[Point-per-instance localization data]
------------------------

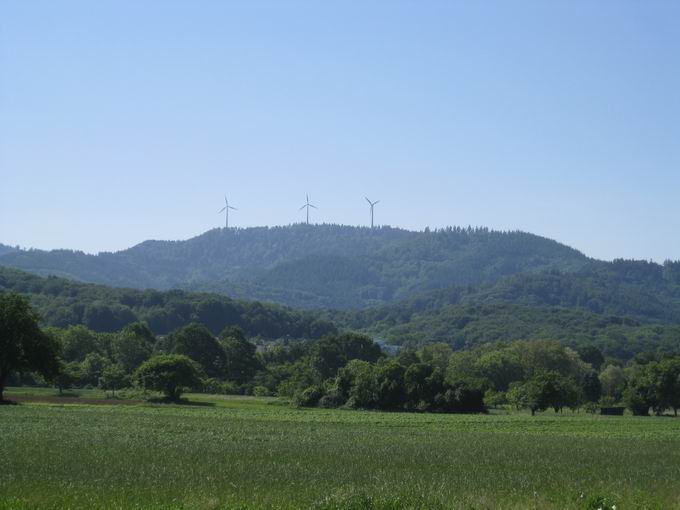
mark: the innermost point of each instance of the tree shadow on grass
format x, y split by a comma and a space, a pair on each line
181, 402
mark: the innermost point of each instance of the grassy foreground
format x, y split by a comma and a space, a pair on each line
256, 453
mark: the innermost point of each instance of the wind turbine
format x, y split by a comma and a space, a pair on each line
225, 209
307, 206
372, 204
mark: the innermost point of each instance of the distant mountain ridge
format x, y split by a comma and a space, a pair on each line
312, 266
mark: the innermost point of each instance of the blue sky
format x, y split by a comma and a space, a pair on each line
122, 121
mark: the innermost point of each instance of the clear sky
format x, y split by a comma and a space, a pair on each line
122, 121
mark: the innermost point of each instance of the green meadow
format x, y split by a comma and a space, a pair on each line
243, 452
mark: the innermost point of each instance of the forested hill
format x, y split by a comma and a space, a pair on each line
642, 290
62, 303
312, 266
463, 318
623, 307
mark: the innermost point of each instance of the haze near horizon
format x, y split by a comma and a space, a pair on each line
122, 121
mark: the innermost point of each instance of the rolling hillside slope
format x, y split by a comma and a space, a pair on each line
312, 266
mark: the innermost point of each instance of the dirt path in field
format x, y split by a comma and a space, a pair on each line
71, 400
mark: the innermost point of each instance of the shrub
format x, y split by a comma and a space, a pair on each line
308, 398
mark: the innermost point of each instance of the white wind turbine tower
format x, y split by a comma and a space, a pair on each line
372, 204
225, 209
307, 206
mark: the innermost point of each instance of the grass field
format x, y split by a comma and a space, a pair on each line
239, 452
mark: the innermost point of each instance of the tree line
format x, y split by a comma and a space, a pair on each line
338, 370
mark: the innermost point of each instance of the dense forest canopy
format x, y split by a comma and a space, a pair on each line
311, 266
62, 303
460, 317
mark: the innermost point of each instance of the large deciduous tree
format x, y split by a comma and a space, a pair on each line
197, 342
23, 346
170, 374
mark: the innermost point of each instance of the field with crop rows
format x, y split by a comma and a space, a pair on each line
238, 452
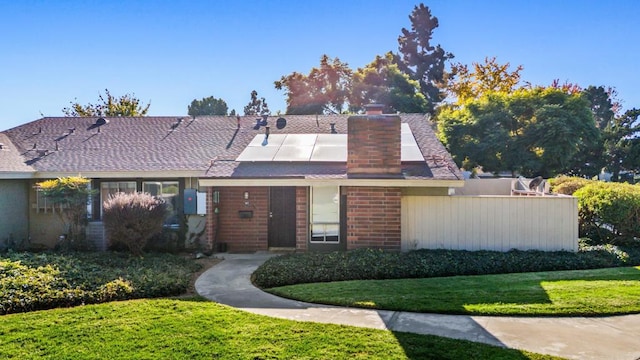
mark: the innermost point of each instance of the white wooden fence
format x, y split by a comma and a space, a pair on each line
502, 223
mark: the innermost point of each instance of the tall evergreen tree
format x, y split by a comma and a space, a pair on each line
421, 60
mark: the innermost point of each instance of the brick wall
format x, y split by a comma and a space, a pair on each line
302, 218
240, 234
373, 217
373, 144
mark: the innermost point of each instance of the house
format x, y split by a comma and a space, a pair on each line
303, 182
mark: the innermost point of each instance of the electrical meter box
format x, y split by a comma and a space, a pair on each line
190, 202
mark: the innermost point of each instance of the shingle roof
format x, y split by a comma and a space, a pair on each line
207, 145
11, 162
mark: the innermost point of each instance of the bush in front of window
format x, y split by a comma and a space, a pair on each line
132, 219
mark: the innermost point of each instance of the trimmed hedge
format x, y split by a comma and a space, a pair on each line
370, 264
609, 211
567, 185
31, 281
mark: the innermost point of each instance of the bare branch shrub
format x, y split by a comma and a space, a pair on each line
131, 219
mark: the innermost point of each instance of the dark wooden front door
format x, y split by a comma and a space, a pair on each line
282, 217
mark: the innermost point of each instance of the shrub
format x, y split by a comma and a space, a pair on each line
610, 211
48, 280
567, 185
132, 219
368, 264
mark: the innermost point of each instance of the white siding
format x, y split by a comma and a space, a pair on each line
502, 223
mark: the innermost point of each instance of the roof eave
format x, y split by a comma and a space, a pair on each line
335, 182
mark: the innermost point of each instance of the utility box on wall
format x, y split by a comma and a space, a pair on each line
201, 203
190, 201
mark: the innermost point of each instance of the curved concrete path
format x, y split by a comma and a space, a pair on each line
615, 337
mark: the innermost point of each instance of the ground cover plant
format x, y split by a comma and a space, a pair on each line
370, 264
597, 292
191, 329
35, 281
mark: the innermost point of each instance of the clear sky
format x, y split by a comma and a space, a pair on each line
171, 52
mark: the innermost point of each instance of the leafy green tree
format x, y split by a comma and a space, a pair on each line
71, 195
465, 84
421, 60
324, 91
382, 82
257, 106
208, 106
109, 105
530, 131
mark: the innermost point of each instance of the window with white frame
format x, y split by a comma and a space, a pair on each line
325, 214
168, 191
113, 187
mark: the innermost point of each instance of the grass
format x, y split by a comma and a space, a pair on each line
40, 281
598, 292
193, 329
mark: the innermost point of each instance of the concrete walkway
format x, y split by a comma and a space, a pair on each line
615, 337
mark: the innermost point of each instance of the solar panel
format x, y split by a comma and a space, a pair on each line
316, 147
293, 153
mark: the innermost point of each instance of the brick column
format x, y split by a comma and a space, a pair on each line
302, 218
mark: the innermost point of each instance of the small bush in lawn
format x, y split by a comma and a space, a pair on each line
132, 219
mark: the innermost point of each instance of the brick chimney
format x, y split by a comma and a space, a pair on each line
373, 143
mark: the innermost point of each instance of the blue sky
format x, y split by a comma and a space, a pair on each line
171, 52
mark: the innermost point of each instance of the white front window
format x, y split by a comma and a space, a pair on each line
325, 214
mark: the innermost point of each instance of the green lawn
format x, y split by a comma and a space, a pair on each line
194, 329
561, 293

------------------------

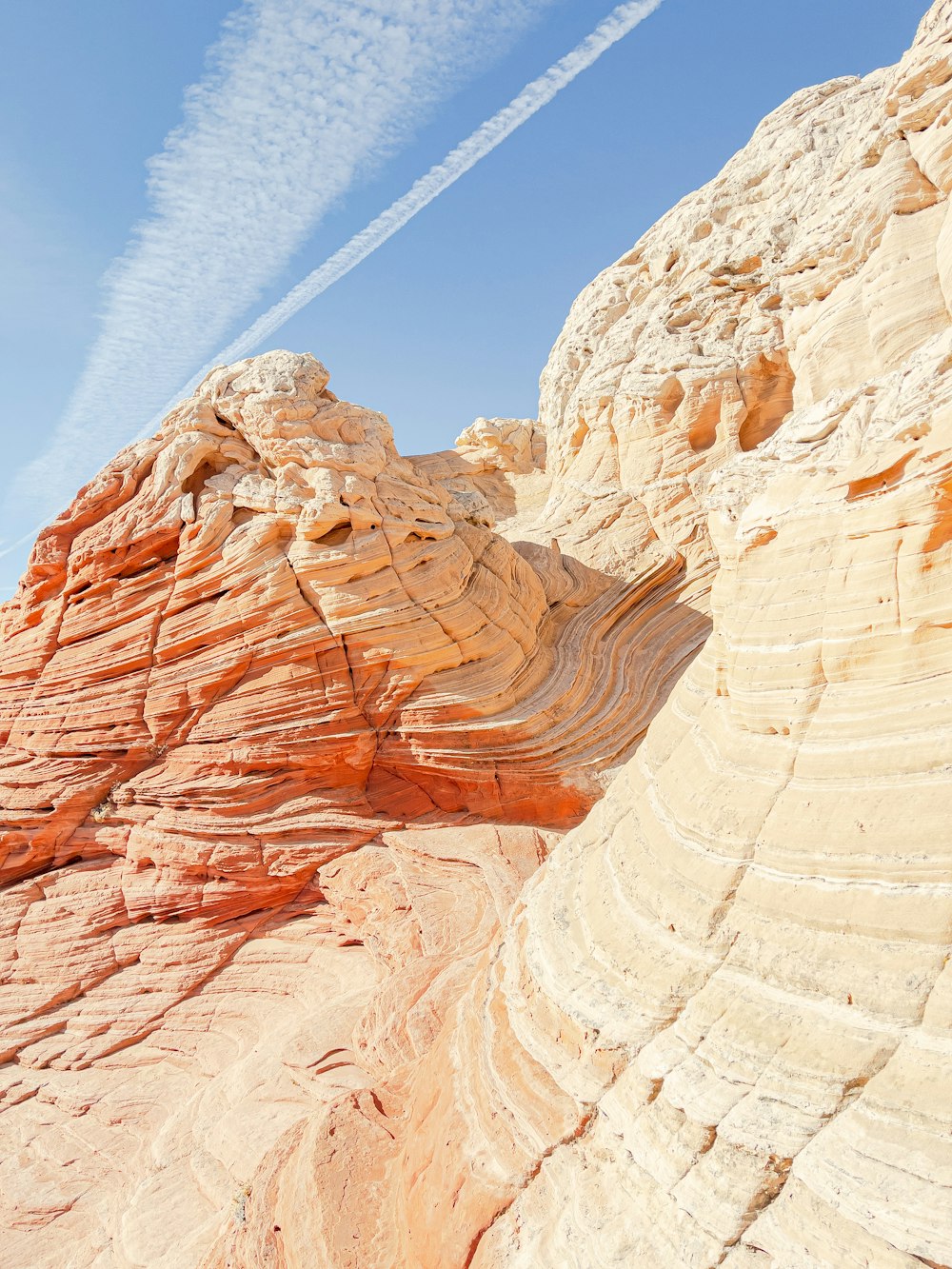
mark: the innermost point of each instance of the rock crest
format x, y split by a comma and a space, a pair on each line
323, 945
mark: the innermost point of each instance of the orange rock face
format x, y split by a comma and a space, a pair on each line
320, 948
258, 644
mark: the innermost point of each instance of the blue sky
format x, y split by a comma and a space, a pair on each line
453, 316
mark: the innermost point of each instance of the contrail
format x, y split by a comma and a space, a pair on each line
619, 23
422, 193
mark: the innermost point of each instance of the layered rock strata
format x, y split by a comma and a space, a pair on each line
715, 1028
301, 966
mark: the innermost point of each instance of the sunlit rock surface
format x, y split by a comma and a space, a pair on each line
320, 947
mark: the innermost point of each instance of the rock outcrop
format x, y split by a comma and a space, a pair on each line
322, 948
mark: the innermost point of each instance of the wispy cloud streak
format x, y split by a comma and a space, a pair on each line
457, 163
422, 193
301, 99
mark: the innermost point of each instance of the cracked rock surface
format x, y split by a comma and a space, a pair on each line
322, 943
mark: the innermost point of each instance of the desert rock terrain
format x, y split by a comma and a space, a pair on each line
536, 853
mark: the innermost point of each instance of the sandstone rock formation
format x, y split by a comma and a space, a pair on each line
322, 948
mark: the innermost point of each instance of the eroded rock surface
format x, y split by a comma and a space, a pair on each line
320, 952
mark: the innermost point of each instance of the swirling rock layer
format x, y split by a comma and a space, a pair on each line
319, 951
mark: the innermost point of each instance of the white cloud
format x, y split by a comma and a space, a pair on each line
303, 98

------------------------

__THE TASK__: Only the lines above that include the word "field" belong in the answer; copy each one.

__SOLUTION TO THE EXERCISE__:
mark: the innermost point of each instance of the dirt path in field
mark: the innermost point of each instance of the grass field
mark: the innermost point of each instance of the field with crop rows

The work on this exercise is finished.